What you need to do - All lines holding the word "water" should be located in the records and copied.

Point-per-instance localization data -
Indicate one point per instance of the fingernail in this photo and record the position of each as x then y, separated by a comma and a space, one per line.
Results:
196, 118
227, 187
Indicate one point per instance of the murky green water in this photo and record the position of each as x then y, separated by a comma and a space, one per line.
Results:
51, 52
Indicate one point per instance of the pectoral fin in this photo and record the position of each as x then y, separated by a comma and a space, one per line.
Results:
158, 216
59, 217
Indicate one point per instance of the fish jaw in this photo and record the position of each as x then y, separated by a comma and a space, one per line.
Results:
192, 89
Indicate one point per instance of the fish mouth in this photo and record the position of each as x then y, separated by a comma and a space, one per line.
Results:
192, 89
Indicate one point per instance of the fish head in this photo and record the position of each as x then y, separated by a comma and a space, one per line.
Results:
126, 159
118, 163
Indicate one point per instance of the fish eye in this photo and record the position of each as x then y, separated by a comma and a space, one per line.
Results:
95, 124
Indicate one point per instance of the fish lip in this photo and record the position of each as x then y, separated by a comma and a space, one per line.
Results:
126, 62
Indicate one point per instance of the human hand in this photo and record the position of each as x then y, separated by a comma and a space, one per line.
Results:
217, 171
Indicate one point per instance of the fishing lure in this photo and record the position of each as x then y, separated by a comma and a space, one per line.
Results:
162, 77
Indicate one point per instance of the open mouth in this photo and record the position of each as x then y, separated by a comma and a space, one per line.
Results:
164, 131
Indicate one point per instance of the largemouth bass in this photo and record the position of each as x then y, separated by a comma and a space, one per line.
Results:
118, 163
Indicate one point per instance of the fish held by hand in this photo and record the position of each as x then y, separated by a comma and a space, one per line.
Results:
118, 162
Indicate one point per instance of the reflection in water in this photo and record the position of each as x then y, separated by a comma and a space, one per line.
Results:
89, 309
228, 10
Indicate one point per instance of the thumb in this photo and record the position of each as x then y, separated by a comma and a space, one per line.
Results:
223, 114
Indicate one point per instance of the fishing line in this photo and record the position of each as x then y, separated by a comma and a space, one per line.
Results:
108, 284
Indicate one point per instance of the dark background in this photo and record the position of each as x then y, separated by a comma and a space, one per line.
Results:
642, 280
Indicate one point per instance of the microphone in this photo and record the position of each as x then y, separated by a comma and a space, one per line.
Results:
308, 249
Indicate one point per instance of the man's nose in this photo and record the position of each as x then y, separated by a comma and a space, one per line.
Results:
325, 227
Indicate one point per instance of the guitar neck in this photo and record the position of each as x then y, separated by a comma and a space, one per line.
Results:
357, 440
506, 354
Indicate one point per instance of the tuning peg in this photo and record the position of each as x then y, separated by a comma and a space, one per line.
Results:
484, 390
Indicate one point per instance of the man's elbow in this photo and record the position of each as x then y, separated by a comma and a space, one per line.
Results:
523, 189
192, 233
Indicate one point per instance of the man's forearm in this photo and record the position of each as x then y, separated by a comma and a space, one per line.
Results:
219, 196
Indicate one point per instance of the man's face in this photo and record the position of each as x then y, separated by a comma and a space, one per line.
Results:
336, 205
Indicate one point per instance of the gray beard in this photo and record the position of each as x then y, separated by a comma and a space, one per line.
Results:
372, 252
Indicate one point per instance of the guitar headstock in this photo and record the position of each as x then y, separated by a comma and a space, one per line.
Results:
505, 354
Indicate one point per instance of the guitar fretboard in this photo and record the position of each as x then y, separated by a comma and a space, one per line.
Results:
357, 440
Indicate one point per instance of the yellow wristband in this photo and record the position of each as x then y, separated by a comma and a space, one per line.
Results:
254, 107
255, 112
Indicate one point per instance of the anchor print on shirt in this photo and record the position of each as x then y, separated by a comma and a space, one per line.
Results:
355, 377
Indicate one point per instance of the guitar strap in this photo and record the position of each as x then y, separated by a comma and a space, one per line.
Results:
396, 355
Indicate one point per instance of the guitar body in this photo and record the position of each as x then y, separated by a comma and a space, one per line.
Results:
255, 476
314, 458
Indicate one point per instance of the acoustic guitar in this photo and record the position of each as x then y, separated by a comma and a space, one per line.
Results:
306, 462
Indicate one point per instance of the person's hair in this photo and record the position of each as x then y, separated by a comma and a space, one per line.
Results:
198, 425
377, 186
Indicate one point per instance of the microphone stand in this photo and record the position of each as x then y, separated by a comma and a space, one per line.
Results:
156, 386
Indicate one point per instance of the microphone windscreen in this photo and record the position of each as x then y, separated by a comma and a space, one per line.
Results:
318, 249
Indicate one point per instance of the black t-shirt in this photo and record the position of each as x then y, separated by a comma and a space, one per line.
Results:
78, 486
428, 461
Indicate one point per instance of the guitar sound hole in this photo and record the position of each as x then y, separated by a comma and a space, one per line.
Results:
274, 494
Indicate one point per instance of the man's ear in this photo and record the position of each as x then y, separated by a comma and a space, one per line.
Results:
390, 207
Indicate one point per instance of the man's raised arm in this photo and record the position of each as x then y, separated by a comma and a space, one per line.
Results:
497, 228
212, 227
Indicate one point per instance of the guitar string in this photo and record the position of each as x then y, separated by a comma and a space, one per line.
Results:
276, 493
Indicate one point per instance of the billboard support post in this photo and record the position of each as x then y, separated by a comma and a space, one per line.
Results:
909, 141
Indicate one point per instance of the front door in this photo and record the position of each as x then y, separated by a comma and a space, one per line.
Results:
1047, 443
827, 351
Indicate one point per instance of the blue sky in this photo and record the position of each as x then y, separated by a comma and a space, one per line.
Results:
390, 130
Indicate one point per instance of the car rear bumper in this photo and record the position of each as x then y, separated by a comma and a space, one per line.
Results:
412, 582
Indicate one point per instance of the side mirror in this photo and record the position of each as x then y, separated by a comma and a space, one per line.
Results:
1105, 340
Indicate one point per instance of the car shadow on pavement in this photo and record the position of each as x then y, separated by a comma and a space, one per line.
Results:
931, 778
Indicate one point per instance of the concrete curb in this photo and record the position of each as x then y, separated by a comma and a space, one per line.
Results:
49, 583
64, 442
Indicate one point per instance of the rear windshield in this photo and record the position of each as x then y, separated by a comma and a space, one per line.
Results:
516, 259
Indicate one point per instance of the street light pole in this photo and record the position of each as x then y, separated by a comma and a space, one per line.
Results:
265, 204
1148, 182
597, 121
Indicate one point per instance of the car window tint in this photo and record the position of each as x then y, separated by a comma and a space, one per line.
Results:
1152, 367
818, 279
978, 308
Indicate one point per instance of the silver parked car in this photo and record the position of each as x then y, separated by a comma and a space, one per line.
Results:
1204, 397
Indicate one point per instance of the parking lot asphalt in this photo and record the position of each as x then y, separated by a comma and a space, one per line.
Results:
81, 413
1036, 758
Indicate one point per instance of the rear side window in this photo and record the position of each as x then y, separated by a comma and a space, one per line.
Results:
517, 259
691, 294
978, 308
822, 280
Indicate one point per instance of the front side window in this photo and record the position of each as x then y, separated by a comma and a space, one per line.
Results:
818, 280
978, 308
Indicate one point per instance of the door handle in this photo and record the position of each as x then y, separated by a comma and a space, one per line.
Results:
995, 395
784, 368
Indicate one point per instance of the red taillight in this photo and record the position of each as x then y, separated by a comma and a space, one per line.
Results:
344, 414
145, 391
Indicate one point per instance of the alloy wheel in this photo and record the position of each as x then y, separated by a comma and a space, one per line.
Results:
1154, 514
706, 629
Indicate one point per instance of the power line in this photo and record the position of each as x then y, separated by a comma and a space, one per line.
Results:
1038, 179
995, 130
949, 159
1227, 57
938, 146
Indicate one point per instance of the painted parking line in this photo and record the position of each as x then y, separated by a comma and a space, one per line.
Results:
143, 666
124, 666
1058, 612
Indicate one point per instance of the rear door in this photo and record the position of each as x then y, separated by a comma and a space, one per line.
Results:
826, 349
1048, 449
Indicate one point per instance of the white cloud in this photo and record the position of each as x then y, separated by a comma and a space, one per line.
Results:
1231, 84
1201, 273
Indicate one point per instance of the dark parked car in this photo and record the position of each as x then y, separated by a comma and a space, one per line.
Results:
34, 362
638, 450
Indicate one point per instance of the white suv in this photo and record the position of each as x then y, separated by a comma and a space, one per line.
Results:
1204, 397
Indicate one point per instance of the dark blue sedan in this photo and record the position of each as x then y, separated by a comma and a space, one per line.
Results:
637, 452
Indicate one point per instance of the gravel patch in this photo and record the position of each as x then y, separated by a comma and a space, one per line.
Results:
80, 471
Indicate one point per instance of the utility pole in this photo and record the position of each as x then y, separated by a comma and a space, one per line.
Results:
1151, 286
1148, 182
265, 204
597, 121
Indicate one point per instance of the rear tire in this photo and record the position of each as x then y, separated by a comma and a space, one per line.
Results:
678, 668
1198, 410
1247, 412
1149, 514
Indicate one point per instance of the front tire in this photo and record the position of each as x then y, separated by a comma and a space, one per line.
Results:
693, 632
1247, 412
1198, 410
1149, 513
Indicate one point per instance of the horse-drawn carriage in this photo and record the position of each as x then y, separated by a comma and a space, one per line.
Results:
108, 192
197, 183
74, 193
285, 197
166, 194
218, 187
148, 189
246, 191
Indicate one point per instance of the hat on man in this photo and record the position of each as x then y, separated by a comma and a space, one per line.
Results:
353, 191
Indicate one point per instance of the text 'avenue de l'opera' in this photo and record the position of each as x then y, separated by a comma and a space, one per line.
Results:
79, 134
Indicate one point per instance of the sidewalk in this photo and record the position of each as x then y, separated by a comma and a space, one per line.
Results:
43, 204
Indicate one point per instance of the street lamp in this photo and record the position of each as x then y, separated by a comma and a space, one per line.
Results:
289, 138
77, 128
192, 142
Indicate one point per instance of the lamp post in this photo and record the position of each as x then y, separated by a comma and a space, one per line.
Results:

Your response -
Indicate one point per instance of the murky green water in this photo and record the position of each as x then y, separated by a comma and a space, one per line.
Indicate one point per instance of the reflection in water in this photo and record the position of each as x then y, separated by a comma and a space, one per line.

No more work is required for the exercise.